[START OF QUOTED TEXT]

# Regulatory Compliance Category > National Credit Act Forum > [Question] Unsure if Prescribed debt or not

## Bhash

Hi,

I had a credit card in 2008, last used and paid for in early 2009. I had no idea that there were fraudulent transactions taking place on it thereafter. 2 weeks ago i get a call from an Attorney's office working for the bank stating that i owe R32k on this credit card (Capital R8000, the remainder interest and fees). I was mortified. Upon investigating, i found these transactions and last payment date Feb 2009. I have never acknowledged debt either. However i noticed a fee for summons, sheriff, and judgement on the attorneys statement, but never received anything stating this nor have i seen anything on my credit reports. 
I dont know if really these steps were taken since this attorney charges for EVERYTHING, even when i call them, or they send me a statement. So i dont know if the legal charges are valid.

Do you think i have a case for prescribed debt? 

I have read a few articles of summons lapsing after a year if no legal proceedings taking place, and judgements being set aside if not used, but obviously this all depends on the current status of the legal proceedings. How do i find out since the attorney is not very helpful in giving me the legal details (eg. copies of summons or judgements).

Ultimately, what do i do? :Confused:

----------


## SkyWalker42

From the Prescription Act




> 11 Periods of prescription of debts
> The periods of prescription of debts shall be the following:
> (a) thirty years in respect of-
> (i) any debt secured by mortgage bond;
> (ii) any judgment debt;
> (iii) any debt in respect of any taxation imposed or levied by or under any law;
> (iv) any debt owed to the State in respect of any share of the profits, royalties or
> any similar consideration payable in respect of the right to mine minerals or
> other substances;
> ...

[END OF QUOTED TEXT]
[START OF DATASET]

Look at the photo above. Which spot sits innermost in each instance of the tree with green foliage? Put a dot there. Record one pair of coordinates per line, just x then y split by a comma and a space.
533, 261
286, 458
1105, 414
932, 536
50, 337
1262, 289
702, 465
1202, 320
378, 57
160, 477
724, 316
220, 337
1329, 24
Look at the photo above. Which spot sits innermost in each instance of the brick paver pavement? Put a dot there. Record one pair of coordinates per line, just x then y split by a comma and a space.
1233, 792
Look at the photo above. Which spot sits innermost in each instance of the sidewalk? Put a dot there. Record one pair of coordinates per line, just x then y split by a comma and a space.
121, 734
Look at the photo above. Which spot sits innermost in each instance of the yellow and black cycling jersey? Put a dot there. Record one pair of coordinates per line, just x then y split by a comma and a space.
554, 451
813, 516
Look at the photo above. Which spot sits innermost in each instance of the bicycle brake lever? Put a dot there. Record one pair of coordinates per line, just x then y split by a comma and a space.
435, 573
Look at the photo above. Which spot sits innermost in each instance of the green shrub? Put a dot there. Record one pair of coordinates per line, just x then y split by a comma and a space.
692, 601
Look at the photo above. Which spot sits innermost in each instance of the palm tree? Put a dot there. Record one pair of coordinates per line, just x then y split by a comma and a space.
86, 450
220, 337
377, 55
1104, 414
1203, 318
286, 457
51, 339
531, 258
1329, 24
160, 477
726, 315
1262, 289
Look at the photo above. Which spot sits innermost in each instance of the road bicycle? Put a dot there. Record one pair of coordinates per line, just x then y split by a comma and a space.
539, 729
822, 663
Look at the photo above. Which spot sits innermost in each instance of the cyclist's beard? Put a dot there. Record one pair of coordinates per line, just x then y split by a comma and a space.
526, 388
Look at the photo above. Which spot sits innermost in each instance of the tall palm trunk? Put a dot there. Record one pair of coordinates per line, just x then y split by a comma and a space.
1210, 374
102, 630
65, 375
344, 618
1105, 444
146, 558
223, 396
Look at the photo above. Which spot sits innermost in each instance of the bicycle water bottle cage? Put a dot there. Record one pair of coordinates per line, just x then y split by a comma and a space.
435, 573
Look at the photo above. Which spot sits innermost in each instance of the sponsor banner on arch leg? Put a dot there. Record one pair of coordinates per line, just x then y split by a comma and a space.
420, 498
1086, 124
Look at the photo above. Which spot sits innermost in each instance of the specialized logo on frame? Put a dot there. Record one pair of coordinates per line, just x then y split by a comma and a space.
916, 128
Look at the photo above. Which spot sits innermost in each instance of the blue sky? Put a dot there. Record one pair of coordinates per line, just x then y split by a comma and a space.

[END OF DATASET]

PROBLEMS AND TASKS ▸
a - From the prescribed debt thread, list every kind of debt that the quoted Prescription Act passage gives a thirty-year prescription period.
b - Output the part of the prescribed debt thread between "I dont know if really" and "charges are valid.", inclusive.
c - Write the next part of the prescribed debt thread, starting after its last line.
The rows have nothing to do with the prescribed debt thread.

FINAL RESULTS ▸
a -
- Any debt secured by mortgage bond
- Any judgment debt
- Any debt in respect of any taxation imposed or levied by or under any law
- Any debt owed to the State in respect of any share of the profits, royalties or any similar consideration payable in respect of the right to mine minerals or other substances

b -
I dont know if really these steps were taken since this attorney charges for EVERYTHING, even when i call them, or they send me a statement. So i dont know if the legal charges are valid.

c -
So, it is 6 years.
Have you acknowledged the debt ? If not, DON'T and demand that all communications be in writing. Do not speak to them over the phone.

----------


## Citizen X

> Hi,
> 
> I had a credit card in 2008, last used and paid for in early 2009. I had no idea that there were fraudulent transactions taking place on it thereafter. 2 weeks ago i get a call from an Attorney's office working for the bank stating that i owe R32k on this credit card (Capital R8000, the remainder interest and fees). I was mortified. Upon investigating, i found these transactions and last payment date Feb 2009. I have never acknowledged debt either. However i noticed a fee for summons, sheriff, and judgement on the attorneys statement, but never received anything stating this nor have i seen anything on my credit reports. 
> I dont know if really these steps were taken since this attorney charges for EVERYTHING, even when i call them, or they send me a statement. So i dont know if the legal charges are valid.
> 
> Do you think i have a case for prescribed debt?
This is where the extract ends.